## Extract to read
[Start of section]
The UK’s National Institute for Health and Care Excellence has published an updated clinical guideline on the diagnosis and management of atrial fibrillation (AF) addressing several areas of new evidence.
The updated guideline includes new evidence since the publication of NICE’s previous guideline in 2014.
This includes the use of tools to calculate the risk of bleeding when considering the use of anticoagulants, the role of newer anti-clotting drugs and the use of treatments that aim to destroy/isolate the abnormal source of electrical impulses in the heart that may drive AF.
In a statement, NICE said that accurate knowledge of bleeding risk supports shared decision and also has practical benefit.
In addition, evidence has shown that a tool known as ORBIT is the most accurate for predicting the risk of bleeding in people with AF.
However, the guideline acknowledges that other bleeding risk tools, including the HAS-BLED tool which NICE previously recommended, can be used until the ORBIT tool is embedded in clinical pathways and electronic systems.
[End of section]
## Exercises
A. Answer these questions using the AF guideline passage:
(i) In what year did NICE publish its previous guideline?
(ii) Which tool has evidence shown to be the most accurate for predicting bleeding risk in people with AF?
(iii) Which bleeding risk tool did NICE recommend before?
B. Please carry on the AF guideline passage, starting after its last sentence.
You won't need the records to complete any of this work.

Region pointing data
[Start of section]
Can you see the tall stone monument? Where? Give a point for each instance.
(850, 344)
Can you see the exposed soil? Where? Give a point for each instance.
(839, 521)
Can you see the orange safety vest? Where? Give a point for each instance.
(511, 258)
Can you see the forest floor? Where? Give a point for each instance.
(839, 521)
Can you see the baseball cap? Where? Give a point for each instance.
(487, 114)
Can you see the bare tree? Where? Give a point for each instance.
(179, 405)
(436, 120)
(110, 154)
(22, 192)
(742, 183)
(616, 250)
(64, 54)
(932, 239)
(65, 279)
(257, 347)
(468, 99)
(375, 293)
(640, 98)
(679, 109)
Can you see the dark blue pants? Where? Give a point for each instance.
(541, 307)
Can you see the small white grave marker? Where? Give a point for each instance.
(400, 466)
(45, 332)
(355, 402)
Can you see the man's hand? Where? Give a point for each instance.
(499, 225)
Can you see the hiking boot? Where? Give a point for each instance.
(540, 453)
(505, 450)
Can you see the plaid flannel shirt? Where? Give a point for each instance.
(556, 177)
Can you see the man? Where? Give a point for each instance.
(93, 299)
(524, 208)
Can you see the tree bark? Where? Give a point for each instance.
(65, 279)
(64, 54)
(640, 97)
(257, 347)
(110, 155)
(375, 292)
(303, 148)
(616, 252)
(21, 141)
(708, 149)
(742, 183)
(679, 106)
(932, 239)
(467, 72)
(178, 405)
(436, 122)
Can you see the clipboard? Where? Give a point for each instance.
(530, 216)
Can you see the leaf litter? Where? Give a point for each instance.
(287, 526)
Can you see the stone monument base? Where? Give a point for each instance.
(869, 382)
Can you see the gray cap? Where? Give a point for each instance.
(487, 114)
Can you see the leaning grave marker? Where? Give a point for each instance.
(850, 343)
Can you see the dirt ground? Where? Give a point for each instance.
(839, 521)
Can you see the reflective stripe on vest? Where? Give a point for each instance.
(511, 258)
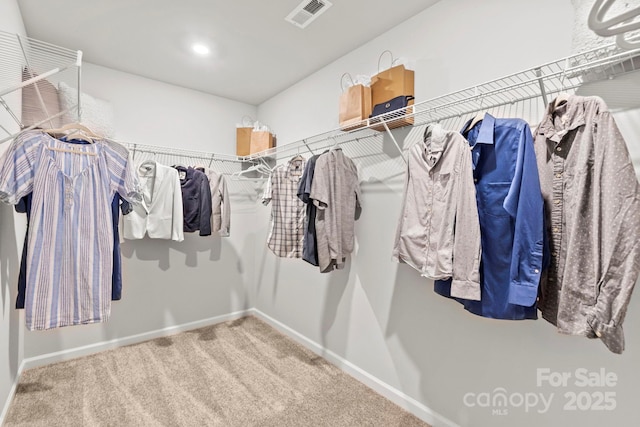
[End of section]
## Response list
A.
(i) 2014
(ii) ORBIT
(iii) HAS-BLED

B.
Furthermore, the new guideline recommends that anticoagulation with certain drugs – direct-acting oral coagulants – should be offered to people with AF and a high risk of stroke.
NICE has recommended apixaban, dabigatran, edoxaban and rivaroxaban as options when used in line with the criteria specified in the relevant technology appraisal guidance.
The guideline also specifies that when drug treatment is unsuccessful, unsuitable or not tolerated in people with symptomatic intermittent or persistent AF, radiofrequency point-by-point ablation should be considered.
If this is not suitable, however, cryoballoon ablation or laser balloon ablation can be considered.